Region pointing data
==================================================

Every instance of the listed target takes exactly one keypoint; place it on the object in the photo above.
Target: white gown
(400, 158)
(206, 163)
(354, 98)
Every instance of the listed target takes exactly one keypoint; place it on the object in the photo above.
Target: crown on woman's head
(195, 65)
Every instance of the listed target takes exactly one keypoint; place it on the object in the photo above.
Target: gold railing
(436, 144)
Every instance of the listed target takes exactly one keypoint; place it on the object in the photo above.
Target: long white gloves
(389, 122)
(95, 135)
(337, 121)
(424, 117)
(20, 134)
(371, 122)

==================================================

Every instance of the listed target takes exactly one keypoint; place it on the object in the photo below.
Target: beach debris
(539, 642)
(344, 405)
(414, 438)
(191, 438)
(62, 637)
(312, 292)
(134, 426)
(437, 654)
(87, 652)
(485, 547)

==================================================

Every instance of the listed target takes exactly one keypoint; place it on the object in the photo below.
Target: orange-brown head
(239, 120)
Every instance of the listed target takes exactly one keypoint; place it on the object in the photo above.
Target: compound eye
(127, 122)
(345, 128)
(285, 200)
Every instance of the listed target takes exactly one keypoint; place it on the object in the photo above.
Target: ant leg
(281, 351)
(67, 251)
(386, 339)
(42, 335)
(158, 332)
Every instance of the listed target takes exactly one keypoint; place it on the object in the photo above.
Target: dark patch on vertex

==================================================

**Work request:** Every line above from the line with "Target: orange-brown head" to the line with "Target: dark patch on vertex", both included, must be reproduced exactly, and no other line may appear.

**Written answer:**
Target: orange-brown head
(239, 120)
Every instance of the listed target takes exactly one keypoint; place it on the object in the photo above.
Target: compound eye
(127, 122)
(345, 128)
(285, 200)
Every instance of the listed target takes exactly one keypoint; place it on the object in the photo above.
Target: ant leg
(281, 351)
(67, 251)
(386, 339)
(42, 335)
(158, 332)
Every instance of the listed target takes exactly one keypoint; place it on the object in the photo above.
Target: dark patch on vertex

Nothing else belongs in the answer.